- _Goal of the exercise_:
Locate every line in the items below that contains the string "wooden" and copy each such line. The match is case-sensitive.

- _Records to use_:
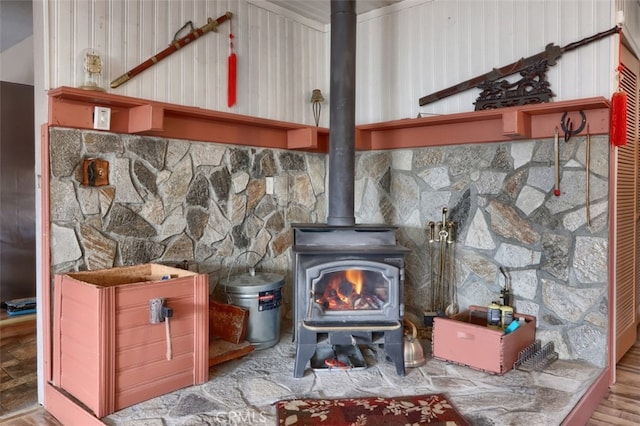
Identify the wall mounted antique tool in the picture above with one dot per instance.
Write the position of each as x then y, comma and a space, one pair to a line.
532, 88
212, 25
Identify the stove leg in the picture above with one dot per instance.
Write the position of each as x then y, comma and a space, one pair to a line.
394, 348
305, 349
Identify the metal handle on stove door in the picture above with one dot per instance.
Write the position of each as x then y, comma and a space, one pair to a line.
314, 305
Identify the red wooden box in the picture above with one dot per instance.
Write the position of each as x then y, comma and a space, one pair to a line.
466, 339
106, 352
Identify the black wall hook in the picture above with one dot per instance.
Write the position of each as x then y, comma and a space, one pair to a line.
567, 125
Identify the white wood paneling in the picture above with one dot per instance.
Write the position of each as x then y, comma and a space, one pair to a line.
279, 60
431, 45
404, 51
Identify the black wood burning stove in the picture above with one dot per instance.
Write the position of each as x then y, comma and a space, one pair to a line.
348, 290
348, 278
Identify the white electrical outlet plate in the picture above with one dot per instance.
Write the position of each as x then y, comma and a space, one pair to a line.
101, 118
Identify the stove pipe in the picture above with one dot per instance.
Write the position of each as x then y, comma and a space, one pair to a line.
342, 120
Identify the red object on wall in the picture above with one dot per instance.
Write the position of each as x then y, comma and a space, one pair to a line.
231, 84
231, 96
618, 132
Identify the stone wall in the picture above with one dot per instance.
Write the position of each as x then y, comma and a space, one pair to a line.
172, 200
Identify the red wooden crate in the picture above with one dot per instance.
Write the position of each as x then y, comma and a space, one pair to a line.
108, 355
466, 339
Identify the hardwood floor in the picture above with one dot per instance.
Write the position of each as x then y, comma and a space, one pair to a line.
18, 389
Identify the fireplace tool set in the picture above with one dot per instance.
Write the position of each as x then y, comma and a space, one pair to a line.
443, 301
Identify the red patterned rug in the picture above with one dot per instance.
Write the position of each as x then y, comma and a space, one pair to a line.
433, 409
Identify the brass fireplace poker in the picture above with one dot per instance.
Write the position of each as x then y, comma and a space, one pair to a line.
443, 300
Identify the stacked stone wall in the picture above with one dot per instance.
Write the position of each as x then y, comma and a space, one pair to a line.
172, 200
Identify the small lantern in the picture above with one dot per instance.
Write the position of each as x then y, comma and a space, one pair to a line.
90, 70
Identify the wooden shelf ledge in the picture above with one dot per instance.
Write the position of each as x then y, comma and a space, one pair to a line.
498, 125
71, 107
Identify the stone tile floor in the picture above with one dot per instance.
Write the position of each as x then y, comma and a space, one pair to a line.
243, 391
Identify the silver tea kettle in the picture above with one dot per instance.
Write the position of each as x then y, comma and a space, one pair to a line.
413, 352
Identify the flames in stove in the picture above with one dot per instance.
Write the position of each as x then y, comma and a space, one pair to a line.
352, 289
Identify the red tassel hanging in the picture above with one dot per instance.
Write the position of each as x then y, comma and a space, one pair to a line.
618, 130
231, 84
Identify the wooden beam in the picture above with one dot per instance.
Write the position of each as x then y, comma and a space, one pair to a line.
71, 107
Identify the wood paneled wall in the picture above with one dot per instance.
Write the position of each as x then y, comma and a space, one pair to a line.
405, 51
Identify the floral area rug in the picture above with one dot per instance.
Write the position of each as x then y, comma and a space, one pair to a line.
433, 409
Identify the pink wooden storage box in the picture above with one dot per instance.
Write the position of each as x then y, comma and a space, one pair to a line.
107, 354
466, 339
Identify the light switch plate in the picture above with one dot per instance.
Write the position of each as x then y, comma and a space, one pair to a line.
101, 118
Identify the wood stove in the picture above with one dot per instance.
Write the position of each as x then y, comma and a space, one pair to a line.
348, 278
348, 290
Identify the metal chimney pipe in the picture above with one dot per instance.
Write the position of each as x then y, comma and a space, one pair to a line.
342, 120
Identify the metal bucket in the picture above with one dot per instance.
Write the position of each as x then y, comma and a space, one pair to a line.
261, 294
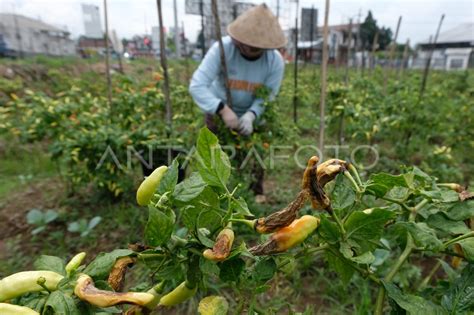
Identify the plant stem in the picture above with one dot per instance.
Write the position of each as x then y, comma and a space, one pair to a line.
459, 238
352, 180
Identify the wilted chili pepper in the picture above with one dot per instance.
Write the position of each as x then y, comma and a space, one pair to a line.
288, 236
117, 274
27, 281
86, 291
149, 185
282, 218
11, 309
329, 169
180, 294
75, 262
221, 249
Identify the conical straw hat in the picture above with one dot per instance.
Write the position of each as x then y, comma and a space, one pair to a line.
258, 27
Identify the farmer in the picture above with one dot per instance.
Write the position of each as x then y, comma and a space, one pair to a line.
252, 62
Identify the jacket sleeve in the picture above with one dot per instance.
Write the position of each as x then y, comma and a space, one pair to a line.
273, 82
206, 73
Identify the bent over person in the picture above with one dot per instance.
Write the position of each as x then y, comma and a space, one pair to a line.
252, 62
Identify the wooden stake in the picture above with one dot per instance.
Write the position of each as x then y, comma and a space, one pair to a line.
221, 48
428, 62
349, 50
323, 79
404, 64
374, 48
295, 73
107, 56
164, 66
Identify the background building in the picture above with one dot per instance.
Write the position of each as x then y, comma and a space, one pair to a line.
26, 36
453, 50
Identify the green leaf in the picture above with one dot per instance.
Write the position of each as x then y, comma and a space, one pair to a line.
461, 210
189, 188
343, 195
366, 227
328, 230
411, 303
423, 235
213, 164
100, 267
264, 270
468, 248
240, 206
342, 267
440, 222
440, 195
159, 227
230, 270
51, 263
170, 179
61, 304
460, 297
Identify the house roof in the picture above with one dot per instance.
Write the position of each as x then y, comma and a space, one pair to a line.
8, 20
461, 33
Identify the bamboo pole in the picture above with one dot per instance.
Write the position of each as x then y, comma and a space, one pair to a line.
164, 66
295, 68
107, 57
215, 13
374, 48
349, 50
428, 62
323, 79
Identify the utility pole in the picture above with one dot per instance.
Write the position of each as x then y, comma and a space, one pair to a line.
324, 64
295, 73
176, 30
107, 56
428, 62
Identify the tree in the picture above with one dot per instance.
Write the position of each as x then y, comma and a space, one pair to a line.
367, 33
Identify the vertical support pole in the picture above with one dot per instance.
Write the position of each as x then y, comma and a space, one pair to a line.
311, 35
107, 56
428, 62
295, 73
404, 64
323, 79
203, 39
164, 66
374, 48
176, 27
349, 50
215, 12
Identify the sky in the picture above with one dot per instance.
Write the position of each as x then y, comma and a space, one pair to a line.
128, 18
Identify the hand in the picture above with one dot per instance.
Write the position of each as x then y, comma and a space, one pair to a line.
229, 117
246, 123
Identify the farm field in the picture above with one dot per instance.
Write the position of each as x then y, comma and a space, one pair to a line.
390, 225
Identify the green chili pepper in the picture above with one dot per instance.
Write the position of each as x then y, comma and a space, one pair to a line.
11, 309
75, 262
27, 281
180, 294
149, 185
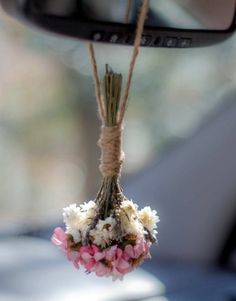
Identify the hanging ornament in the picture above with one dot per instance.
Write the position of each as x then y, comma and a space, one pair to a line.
109, 236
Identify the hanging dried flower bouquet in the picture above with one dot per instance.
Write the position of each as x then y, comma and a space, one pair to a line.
108, 236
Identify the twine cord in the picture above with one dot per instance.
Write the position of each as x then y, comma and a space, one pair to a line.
110, 141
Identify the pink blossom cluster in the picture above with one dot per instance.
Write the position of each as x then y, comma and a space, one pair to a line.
113, 261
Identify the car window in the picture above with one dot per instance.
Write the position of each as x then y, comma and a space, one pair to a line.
49, 125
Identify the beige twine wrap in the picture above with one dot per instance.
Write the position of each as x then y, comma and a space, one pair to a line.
110, 141
112, 156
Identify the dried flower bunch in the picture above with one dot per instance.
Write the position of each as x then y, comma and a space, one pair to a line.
108, 236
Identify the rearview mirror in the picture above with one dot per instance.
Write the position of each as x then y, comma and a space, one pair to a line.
170, 23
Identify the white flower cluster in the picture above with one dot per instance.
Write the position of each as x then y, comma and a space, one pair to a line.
132, 222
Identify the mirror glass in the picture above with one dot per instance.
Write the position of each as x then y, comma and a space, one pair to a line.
182, 14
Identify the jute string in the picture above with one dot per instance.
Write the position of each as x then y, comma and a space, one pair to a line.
110, 141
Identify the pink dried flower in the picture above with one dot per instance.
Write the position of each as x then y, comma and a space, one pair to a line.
59, 239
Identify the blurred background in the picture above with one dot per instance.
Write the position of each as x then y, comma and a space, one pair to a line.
49, 128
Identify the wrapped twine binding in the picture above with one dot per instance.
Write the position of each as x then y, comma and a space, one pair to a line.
111, 111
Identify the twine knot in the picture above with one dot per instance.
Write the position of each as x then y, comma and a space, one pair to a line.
112, 156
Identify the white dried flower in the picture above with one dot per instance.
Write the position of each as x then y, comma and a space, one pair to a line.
71, 216
103, 233
129, 207
86, 206
130, 223
149, 219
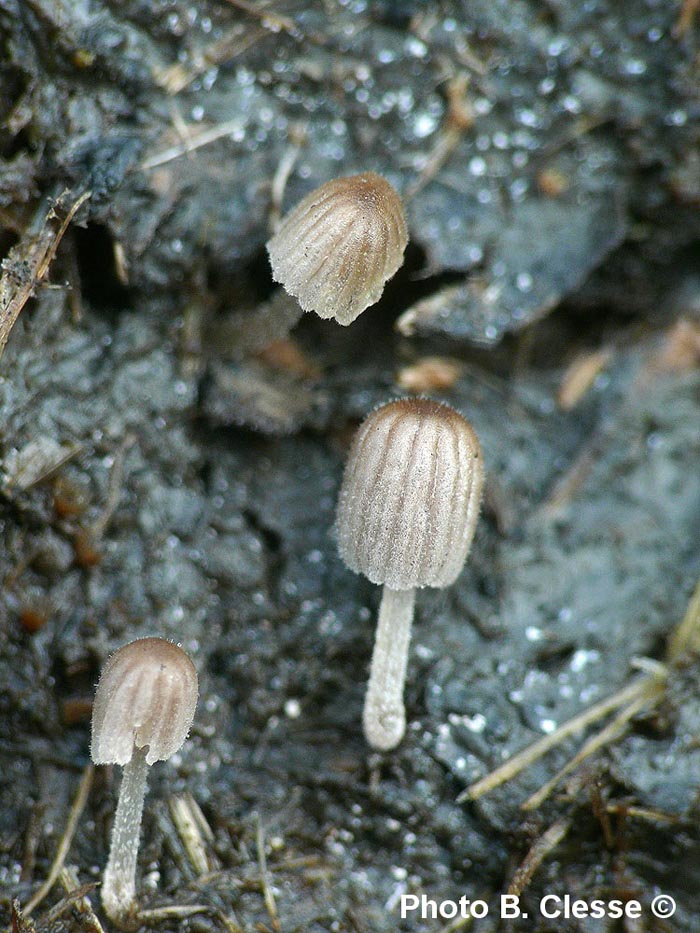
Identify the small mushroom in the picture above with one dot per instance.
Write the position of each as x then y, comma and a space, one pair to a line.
407, 512
144, 707
339, 246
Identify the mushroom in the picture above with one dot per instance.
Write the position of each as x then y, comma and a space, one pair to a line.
144, 707
339, 246
407, 512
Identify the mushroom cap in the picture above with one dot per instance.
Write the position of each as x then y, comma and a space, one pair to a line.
409, 500
337, 248
146, 696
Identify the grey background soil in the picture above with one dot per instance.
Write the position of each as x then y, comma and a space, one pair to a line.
162, 475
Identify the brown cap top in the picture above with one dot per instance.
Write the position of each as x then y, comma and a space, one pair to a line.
146, 696
336, 250
409, 501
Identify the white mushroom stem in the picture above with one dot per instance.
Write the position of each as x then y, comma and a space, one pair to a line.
119, 880
384, 718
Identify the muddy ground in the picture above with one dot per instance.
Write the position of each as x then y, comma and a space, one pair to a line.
172, 439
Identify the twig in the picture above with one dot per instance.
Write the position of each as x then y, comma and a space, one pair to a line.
506, 772
29, 261
114, 488
193, 143
612, 731
69, 882
542, 847
66, 840
264, 874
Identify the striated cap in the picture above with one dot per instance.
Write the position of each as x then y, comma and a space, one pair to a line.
410, 496
146, 696
338, 247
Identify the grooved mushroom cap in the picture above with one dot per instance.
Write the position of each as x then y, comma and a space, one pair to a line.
336, 250
410, 496
146, 696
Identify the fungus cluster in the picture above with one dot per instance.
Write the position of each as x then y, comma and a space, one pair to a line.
335, 251
144, 707
407, 513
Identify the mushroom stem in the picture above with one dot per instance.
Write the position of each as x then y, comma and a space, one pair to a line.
384, 718
119, 881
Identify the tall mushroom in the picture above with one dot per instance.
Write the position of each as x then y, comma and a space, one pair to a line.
144, 707
335, 251
407, 512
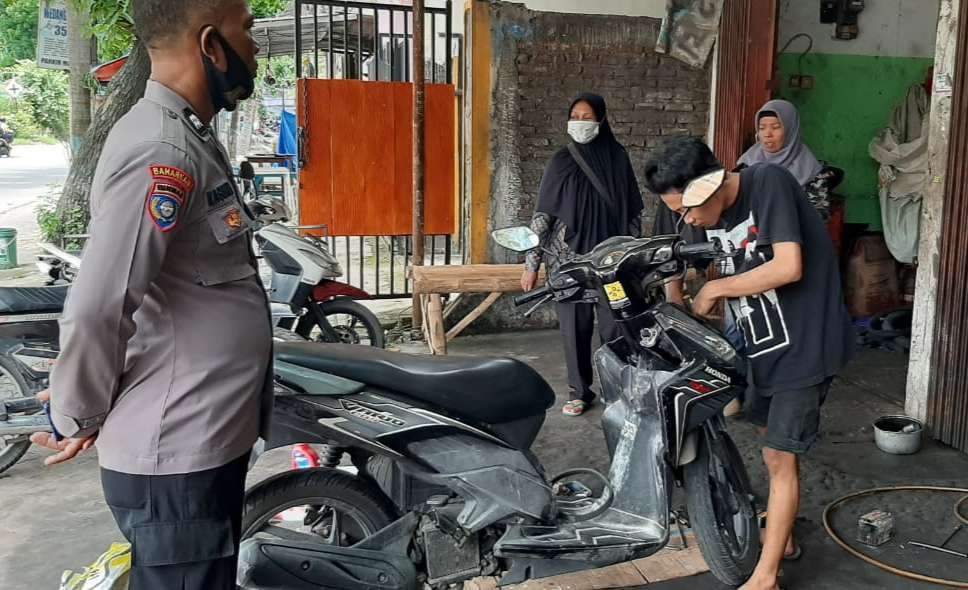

- _Task response_:
Identify the red wooden box in the picture above with one dot per instance.
Identify the red wooden crate in the picture above with one dot per instance.
Identify the wooden shelf ledge in the picture above with one dot per instance.
Identify the wooden beam in the picture above with one dot per instance.
Identify the pink wooden storage box in the picture above with one dot per instance.
Identify the wooden stake in the picture above with one dot per instance.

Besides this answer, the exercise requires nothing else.